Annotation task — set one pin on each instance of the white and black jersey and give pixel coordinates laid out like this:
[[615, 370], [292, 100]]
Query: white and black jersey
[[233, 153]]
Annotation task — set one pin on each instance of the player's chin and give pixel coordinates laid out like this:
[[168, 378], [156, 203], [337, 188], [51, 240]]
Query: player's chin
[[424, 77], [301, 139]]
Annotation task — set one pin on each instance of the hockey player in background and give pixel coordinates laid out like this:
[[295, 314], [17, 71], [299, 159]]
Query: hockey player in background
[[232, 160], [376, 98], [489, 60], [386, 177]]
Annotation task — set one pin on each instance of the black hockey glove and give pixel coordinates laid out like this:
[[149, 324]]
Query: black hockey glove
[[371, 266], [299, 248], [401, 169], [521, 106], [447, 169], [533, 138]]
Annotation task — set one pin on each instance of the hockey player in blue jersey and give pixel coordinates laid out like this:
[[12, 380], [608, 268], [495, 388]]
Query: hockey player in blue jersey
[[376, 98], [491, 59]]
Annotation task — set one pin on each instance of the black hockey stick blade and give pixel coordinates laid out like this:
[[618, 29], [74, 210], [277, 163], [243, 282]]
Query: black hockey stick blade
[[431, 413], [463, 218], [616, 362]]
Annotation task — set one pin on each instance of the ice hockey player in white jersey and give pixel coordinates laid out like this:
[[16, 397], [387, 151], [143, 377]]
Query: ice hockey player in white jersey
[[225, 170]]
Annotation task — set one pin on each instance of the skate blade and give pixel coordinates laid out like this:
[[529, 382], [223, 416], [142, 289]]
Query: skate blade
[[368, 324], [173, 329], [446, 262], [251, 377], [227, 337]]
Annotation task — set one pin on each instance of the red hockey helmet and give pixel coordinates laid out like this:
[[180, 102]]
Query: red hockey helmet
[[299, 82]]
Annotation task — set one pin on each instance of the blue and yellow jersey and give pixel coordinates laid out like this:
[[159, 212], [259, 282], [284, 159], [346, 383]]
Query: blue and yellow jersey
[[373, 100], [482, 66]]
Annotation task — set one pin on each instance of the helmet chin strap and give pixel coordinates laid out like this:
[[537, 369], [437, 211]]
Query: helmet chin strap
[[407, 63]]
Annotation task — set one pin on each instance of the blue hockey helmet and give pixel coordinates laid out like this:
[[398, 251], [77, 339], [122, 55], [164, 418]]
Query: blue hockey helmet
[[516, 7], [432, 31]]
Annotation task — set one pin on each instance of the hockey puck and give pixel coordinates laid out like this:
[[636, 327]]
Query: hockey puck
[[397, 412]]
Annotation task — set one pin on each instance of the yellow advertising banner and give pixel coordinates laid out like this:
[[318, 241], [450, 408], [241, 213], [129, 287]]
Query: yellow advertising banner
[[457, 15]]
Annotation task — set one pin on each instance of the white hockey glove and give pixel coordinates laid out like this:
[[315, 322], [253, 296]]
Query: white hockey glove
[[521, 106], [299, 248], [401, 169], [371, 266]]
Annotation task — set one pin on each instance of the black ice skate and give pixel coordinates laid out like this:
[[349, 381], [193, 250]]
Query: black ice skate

────────────────────

Task item:
Each line of the listing should be printed again, exactly.

Your response:
Annotation task — set one pin on each instance of the white and black jersey and give pixel coordinates laid out like this:
[[615, 370], [292, 100]]
Query: white and black jersey
[[233, 153]]
Annotation task — set one pin on each instance of the player's chin and give pixel coordinates laid out like this:
[[168, 378], [156, 203], [337, 188], [51, 240]]
Query: player's chin
[[424, 77], [301, 139]]
Annotation task — set one pin on each instance of the hockey player in background and give pixel coordinates laid out like this:
[[295, 314], [17, 71], [299, 159]]
Query: hockey player in background
[[232, 160], [376, 98], [489, 60], [386, 177]]
Annotation task — set one pin on each instance of the black hockey glove and give pixel coordinates laid out like this:
[[149, 324]]
Query: black hockey glove
[[371, 266], [299, 248], [401, 169], [521, 106], [447, 169], [533, 138]]
Annotation task — set one pin on each instance of the hockey player in blue jersey and give pixel coordinates laid out like this:
[[12, 380], [608, 268], [495, 388]]
Query: hockey player in blue jersey
[[376, 98], [491, 59]]
Annotation task — set one pin on each instance of the black hockey stick blade and give pixel coordinates laid out like this:
[[618, 29], [74, 210], [277, 163], [243, 282]]
Query: black hockey stick blade
[[431, 413], [463, 218], [616, 362]]
Annotation task — set one pin on each instance of the ice hockey player in white jersey and give pixel coordinates laid out like this:
[[16, 397], [387, 151], [143, 377]]
Query: ice hockey player in white jersey
[[225, 170]]
Annotation task — set one pin on each instance of the skate blade and give pixel coordinates laid out like this:
[[529, 382], [223, 416], [142, 289]]
Query: skate blade
[[368, 324], [173, 329], [446, 262], [251, 377], [227, 337]]
Annotation task — set one pin on each instance of the red hockey helmet and give pixel coordinates laid out like this:
[[180, 102]]
Query: red hockey helmet
[[299, 82]]
Annotation task — set one pin on each instance of the blue and yellow jersey and give pixel coordinates laid out like this:
[[159, 212], [259, 282], [284, 159], [346, 383]]
Query: blue and yellow jersey
[[373, 100], [482, 66]]
Annotation task — set one pin on each instance of the helmet chin strap and give pixel coordinates laid out like this:
[[537, 369], [437, 211]]
Query: helmet chin strap
[[407, 63]]
Annotation task — set one pin on each instance of the blue hockey helmet and give pixel coordinates laid out like this:
[[398, 251], [77, 339], [122, 55], [164, 418]]
Query: blue hockey helmet
[[516, 7], [432, 31]]
Annotation task — set one pin on each instance of the hockey puck and give pixel coordinates laid out like this:
[[636, 327]]
Query: hockey puck
[[397, 412]]
Annotation task — set one pin on each instance of the yellow advertising banner and give pixel coordinates laid out like this:
[[318, 241], [450, 408], [241, 213], [129, 287]]
Query: yellow advertising banner
[[457, 15]]
Annotation task — set one pin on each instance of the white hockey glove and give pixel coordinates laid out like this:
[[315, 322], [253, 296]]
Query: white hockey glove
[[521, 106], [299, 248], [401, 169], [371, 266]]
Annotation task — set one pin on each instance of the black ice skate and give pixel coordinates laid out like this:
[[349, 381], [193, 250]]
Query: black ice skate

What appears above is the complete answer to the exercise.